What you should do
Send back every line of the data exactly.

Stored items
****************

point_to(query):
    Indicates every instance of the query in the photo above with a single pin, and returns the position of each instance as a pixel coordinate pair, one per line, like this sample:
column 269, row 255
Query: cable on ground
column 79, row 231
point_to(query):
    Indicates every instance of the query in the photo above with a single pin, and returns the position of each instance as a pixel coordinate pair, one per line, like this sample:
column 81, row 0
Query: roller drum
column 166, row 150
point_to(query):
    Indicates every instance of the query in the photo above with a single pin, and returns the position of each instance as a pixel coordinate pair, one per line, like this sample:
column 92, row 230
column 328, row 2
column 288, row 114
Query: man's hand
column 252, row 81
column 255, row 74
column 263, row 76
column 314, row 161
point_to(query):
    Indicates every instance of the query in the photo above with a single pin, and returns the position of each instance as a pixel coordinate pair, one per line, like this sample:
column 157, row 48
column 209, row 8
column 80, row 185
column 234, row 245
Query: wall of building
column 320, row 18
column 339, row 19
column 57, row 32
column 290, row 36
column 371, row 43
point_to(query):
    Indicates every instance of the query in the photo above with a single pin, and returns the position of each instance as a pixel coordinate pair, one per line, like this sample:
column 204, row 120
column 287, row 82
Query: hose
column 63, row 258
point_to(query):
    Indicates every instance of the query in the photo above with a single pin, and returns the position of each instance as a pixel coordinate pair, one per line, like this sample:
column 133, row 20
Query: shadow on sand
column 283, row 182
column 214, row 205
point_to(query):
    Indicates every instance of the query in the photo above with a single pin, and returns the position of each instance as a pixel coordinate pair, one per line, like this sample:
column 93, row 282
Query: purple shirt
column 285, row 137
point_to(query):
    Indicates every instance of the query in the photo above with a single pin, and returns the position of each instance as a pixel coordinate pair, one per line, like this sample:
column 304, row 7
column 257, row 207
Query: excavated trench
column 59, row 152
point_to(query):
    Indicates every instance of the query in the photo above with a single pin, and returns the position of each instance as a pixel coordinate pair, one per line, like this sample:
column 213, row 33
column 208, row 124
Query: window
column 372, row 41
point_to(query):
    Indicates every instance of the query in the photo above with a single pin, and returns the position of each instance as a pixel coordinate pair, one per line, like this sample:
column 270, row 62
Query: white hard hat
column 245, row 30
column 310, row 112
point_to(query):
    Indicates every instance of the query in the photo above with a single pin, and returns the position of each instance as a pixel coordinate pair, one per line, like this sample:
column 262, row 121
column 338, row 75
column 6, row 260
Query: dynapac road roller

****************

Solution for this problem
point_to(query):
    Indicates every instance of the query in the photo above with a single pin, and returns the position of each instance as a pixel coordinate pair, one per line, like this sample:
column 269, row 255
Query: cable on ground
column 79, row 231
point_to(query):
    Indicates every instance of the query in the photo above with a single pin, and returns the position of each instance as a pixel coordinate pair, one per line, like this sample:
column 81, row 0
Query: roller drum
column 166, row 150
point_to(query):
    Indicates every instance of the query in the photo above with a single pin, and returns the position of each instance as a pixel coordinate pair, one per line, like this sample:
column 92, row 230
column 328, row 2
column 288, row 114
Query: man's hand
column 252, row 81
column 255, row 74
column 263, row 76
column 314, row 161
point_to(query):
    Indicates every instance of the query in the photo above with a single pin, and returns the position of each instance as a pixel coordinate pair, one per line, like this sample:
column 157, row 48
column 209, row 8
column 80, row 185
column 234, row 245
Query: wall of building
column 320, row 18
column 339, row 19
column 57, row 32
column 290, row 36
column 371, row 43
point_to(query):
    Indicates every instance of the query in the photo above with a single pin, and returns the position of each instance as a pixel coordinate pair, one per line, like this sample:
column 204, row 120
column 287, row 82
Query: hose
column 63, row 258
point_to(query):
    Indicates every instance of the query in the photo above with a single pin, and returns the position of each instance as a pixel coordinate pair, one per line, like this sample:
column 133, row 20
Query: shadow on sand
column 283, row 182
column 214, row 205
point_to(query):
    Indicates every instance of the query in the photo above with a single pin, and returns the position of each instance as a pixel coordinate pair, one per line, like this sample:
column 93, row 282
Query: purple shirt
column 285, row 137
point_to(query):
    Indicates every instance of the query in the photo above with a single pin, and returns the position of each instance as a pixel coordinate pair, one per line, like this sample:
column 304, row 7
column 257, row 207
Query: excavated trench
column 59, row 152
point_to(query):
    Indicates every instance of the query in the photo above with a single pin, and returns the position of each instance as a pixel coordinate pair, one per line, like this sample:
column 213, row 33
column 208, row 124
Query: window
column 372, row 41
point_to(query):
    Indicates every instance of the query in the photo above with a single pin, and returns the position of each instance as a pixel coordinate pair, one per line, like this sample:
column 270, row 62
Query: white hard hat
column 245, row 30
column 310, row 112
point_to(query):
    Indicates every instance of the query in the photo above with a single pin, and returns the position of each instance as a pixel coordinate pair, one per line, like this sample:
column 262, row 121
column 338, row 75
column 6, row 260
Query: dynapac road roller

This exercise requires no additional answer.